Your assignment
Would you restate every entry below word for word? Leave out the pictures.

##### Records for the exercise

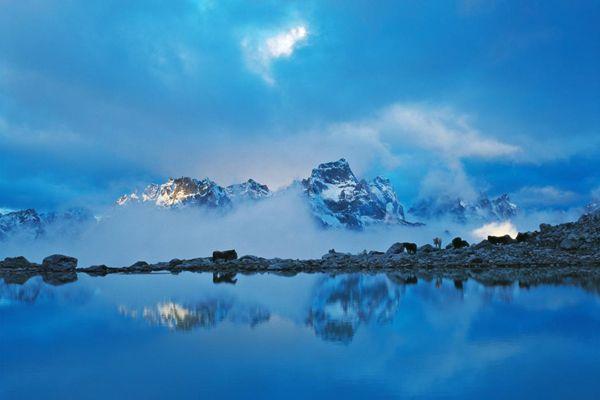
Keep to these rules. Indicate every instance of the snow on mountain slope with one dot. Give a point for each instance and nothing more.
(181, 192)
(249, 190)
(339, 199)
(459, 210)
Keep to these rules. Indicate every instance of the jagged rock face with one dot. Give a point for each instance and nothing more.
(249, 190)
(181, 192)
(483, 209)
(338, 198)
(26, 223)
(593, 207)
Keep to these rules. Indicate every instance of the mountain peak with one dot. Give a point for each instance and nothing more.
(460, 210)
(338, 198)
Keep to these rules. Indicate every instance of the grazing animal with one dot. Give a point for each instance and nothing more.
(224, 277)
(411, 248)
(458, 243)
(411, 280)
(396, 248)
(227, 255)
(506, 239)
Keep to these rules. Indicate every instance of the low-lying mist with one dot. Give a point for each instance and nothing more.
(281, 226)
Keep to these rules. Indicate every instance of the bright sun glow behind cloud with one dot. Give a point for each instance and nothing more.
(496, 229)
(283, 44)
(262, 50)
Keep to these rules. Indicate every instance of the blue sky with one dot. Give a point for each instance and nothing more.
(100, 97)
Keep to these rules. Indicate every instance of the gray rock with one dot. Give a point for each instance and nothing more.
(569, 244)
(59, 263)
(427, 248)
(16, 262)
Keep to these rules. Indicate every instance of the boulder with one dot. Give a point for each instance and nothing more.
(99, 270)
(227, 255)
(140, 266)
(569, 244)
(506, 239)
(59, 263)
(411, 248)
(545, 227)
(427, 248)
(19, 262)
(459, 243)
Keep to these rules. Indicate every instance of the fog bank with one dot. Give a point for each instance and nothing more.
(281, 226)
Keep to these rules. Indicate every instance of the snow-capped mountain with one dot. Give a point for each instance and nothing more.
(181, 192)
(459, 210)
(26, 223)
(338, 198)
(29, 224)
(249, 190)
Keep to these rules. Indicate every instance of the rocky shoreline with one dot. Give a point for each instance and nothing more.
(552, 254)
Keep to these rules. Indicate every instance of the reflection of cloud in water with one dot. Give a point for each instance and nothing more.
(206, 314)
(37, 290)
(342, 303)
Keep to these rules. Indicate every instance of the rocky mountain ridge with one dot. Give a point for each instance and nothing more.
(564, 251)
(463, 211)
(336, 196)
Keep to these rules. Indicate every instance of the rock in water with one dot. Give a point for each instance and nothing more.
(459, 243)
(59, 263)
(227, 255)
(15, 262)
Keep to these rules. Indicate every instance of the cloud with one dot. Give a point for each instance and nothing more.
(262, 50)
(436, 138)
(440, 130)
(544, 196)
(495, 229)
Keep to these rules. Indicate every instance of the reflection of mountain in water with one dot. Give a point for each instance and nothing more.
(342, 303)
(36, 290)
(206, 314)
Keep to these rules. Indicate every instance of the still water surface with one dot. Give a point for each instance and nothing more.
(307, 336)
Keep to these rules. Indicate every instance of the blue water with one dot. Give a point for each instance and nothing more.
(307, 336)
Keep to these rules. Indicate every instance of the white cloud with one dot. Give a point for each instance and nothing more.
(390, 139)
(260, 51)
(544, 196)
(495, 229)
(439, 137)
(595, 193)
(440, 130)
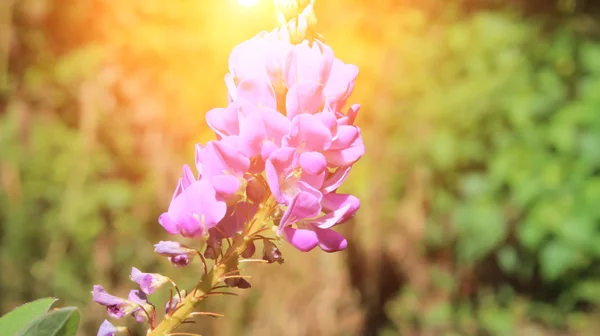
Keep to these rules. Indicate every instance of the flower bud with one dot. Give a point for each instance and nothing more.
(148, 282)
(271, 253)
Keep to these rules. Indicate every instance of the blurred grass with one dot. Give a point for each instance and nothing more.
(479, 187)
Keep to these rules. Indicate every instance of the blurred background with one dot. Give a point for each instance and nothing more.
(480, 188)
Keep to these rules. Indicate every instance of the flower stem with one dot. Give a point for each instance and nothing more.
(217, 274)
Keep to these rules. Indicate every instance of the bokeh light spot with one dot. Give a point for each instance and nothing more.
(247, 3)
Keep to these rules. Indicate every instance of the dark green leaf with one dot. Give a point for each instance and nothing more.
(62, 322)
(18, 318)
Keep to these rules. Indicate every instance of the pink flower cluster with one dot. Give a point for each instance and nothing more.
(287, 123)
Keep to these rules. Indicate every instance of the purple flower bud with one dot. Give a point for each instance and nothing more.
(249, 251)
(181, 260)
(139, 299)
(108, 329)
(172, 304)
(148, 282)
(179, 254)
(116, 307)
(237, 282)
(271, 253)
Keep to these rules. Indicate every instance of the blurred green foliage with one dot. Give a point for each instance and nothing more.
(479, 188)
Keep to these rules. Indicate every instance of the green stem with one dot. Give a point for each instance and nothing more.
(211, 279)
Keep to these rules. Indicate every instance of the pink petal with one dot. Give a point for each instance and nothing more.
(330, 241)
(309, 134)
(332, 218)
(226, 185)
(347, 148)
(277, 167)
(304, 97)
(224, 121)
(304, 205)
(167, 223)
(313, 162)
(333, 201)
(301, 239)
(334, 180)
(257, 91)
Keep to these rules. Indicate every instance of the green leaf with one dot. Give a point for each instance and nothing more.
(62, 322)
(556, 259)
(17, 319)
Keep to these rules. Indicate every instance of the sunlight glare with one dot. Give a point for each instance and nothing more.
(247, 3)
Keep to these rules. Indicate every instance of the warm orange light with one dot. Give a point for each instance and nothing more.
(247, 3)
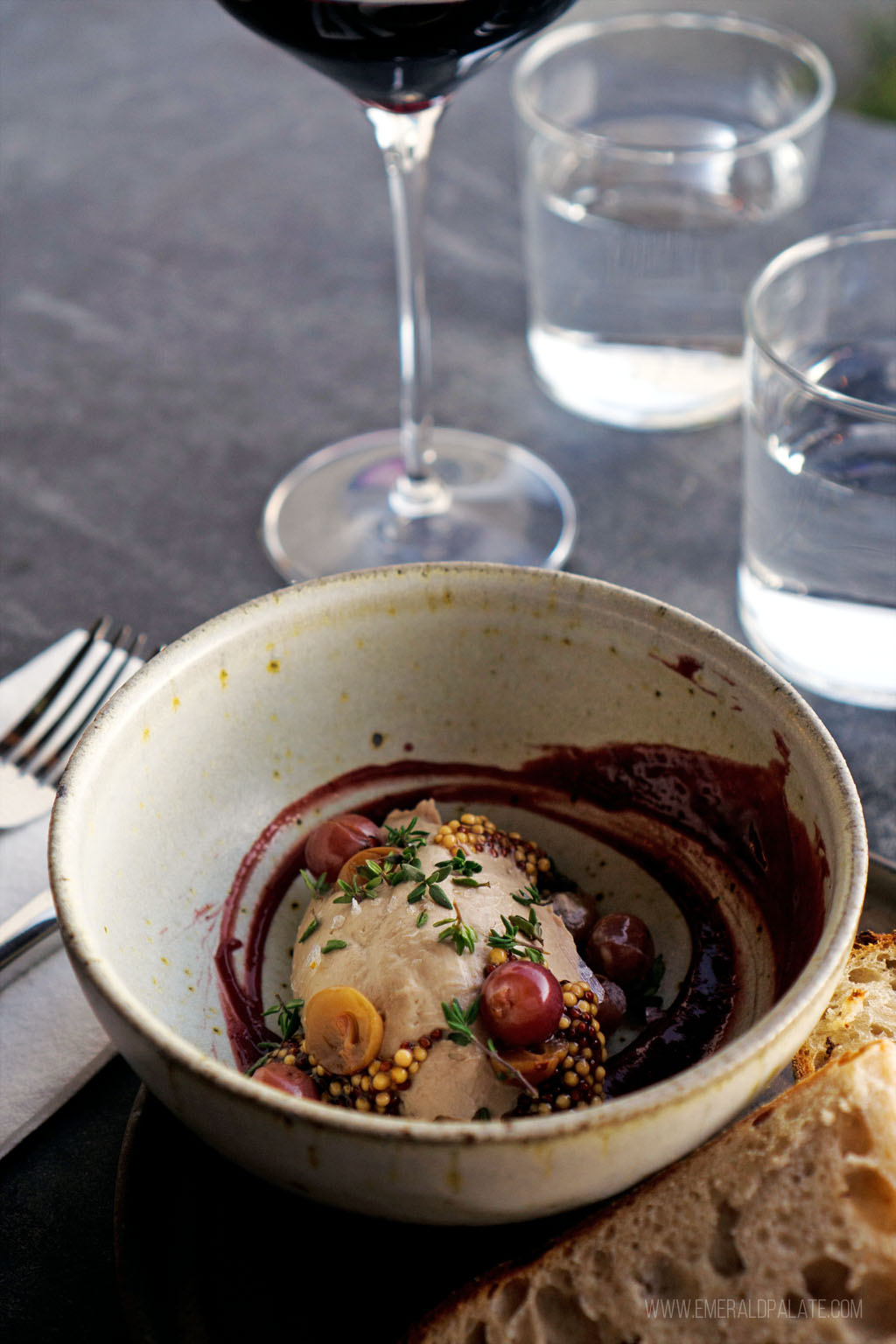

##########

Answer space
Keep to these rules. Indicate every instance of the snow on mountain slope with one dot. Give a point for each instance and nothing more.
(181, 192)
(249, 190)
(339, 199)
(459, 210)
Keep to these rules. Indicate every instance of the jagged rock face with one dot. Give a point for each instance and nothing more.
(249, 190)
(181, 192)
(483, 209)
(338, 198)
(26, 223)
(593, 207)
Keep to these rules. Indicate every instance of the mountain peak with one dot. Give a point for each instance and nothing more.
(460, 210)
(338, 198)
Keep to these rules. Indicate every instance of the grazing animal with one dot. Give a point for each instance and nothing more.
(224, 277)
(411, 248)
(458, 243)
(411, 280)
(396, 248)
(227, 255)
(506, 239)
Keep to these rules. Indicate every instance of the low-lying mist with one dot. Give a point for each instance and nothing more.
(281, 226)
Keep to these rules. Indicate every instance of the bright sun glow behind cloud with one dot. Give a point for each instance and nothing more.
(496, 229)
(283, 44)
(262, 50)
Keep to these rules. Indicate every instance of the blue sky with one dot. Give a point for each instance and nothing more.
(100, 97)
Keep to these rules. Indicate every instance of the gray rock with one dot. Give a point for each instance and nothing more.
(569, 244)
(59, 263)
(427, 248)
(16, 262)
Keep to these rules. Indicate every instance of the boulder with one dot. Give a point for each instance and nothing more.
(99, 270)
(227, 255)
(140, 266)
(569, 244)
(506, 239)
(59, 263)
(411, 248)
(545, 227)
(427, 248)
(19, 262)
(459, 243)
Keep to these rules. Indicate every instance of the fog bank with one dot. Give a point for each instance and nothing more.
(281, 226)
Keep to these rules. Indicate every instance of the snow-capped mountain with one dot. Give a point for each instance and nothing more.
(181, 192)
(459, 210)
(26, 223)
(338, 198)
(29, 224)
(249, 190)
Keep to these rules. Indicate every instance of the rocky shoreline with one dot. Give a point for each instance and nothing more.
(552, 254)
Keep to these rules. Indicate every instance of the reflection of cloud in water with one dot. Give a point for each instance and nothing more.
(206, 314)
(37, 290)
(342, 303)
Keep to these rules. Indicate every instance of the rocky mountain ridge with one dot. Give a point for each instance and nothing more.
(564, 251)
(463, 211)
(336, 196)
Keep to these rules. Indicate every instance of the rock in water with one dot. Give a point for each instance and nothing more.
(459, 243)
(59, 263)
(227, 255)
(15, 262)
Keep to these rules. Indicate every instance of the cloud with one dot. Give a point for each instance and nothing more.
(262, 50)
(436, 138)
(440, 130)
(544, 196)
(495, 229)
Keep to these rules. Indicate every instance of the reflection of mountain in water with one dot. Give a point for each instance and nothing more.
(342, 303)
(36, 290)
(206, 314)
Keep to these rules. Indicate every instance of the still water surface with one dot. Give a point for each instance and nothing more.
(307, 336)
Keep to these rules. Indicate every instance of the blue water with one dot. Give a point for each instance and nothing more.
(307, 336)
Keep to these rules. Indicate every instance of the white cloud with one dot. Give a point for each instance and nothing more.
(390, 139)
(260, 51)
(544, 196)
(495, 229)
(439, 137)
(595, 193)
(440, 130)
Keep to these rules. Indicate every instance of the flower bud with one dot. Give a point for each instance and nothing more.
(148, 282)
(271, 253)
Keep to these rules. Indicate every instance of the blurred grass with one dot. Give a point for each instance and nothing more.
(479, 187)
Keep to these rules. Indicate every instance of the blurred background with one dot. Give a point for each instance and nothing more.
(480, 188)
Keep to these rules. Indicate every instance of the flower stem with one dot. Give a point for each instance and nothing more.
(217, 274)
Keep to these rules. Indicate every instance of the bokeh light spot with one dot. Give a point for each instance and nothing more.
(247, 3)
Keep to these rules. Indicate every instance of the dark green leaf with one dot. Give a point for each instance and nothing more.
(62, 322)
(18, 318)
Keep to these rules. Indicate every instance of the pink flower cluster with one dot. Give a point for each instance and nothing more.
(287, 123)
Keep to these rules. Indicate every instance of the purple flower bud with one dot. Give a point for each instance and nothing more.
(249, 251)
(181, 260)
(139, 299)
(108, 329)
(172, 304)
(148, 282)
(179, 254)
(116, 307)
(237, 282)
(271, 253)
Keep to these rules. Indicate every instance of the blurred green foliage with one dot. Give a point for each instance and nothing more.
(479, 188)
Keep to these rules. Indicate every instance of the green stem with one dot. Give a point for each instance and nothing more.
(211, 279)
Keep to these rules. Indicate every instance of the pink petal with one dot. Give a point for each instance and nothing more.
(330, 241)
(309, 134)
(332, 218)
(226, 185)
(347, 148)
(277, 167)
(304, 97)
(224, 121)
(304, 205)
(167, 223)
(313, 162)
(333, 201)
(301, 239)
(334, 180)
(257, 91)
Keep to these rules. Indicate every instance of the green leaf with one dot. Give a point for each instance and nothing more.
(62, 322)
(556, 259)
(17, 319)
Keep to these rules. Indicate every instance of the sunlight glare with one dot. Give a point for each instance and nothing more.
(247, 3)
Keep to these rules. Indicate every instance of the warm orange light with one dot. Give a point for each instance and nothing more.
(247, 3)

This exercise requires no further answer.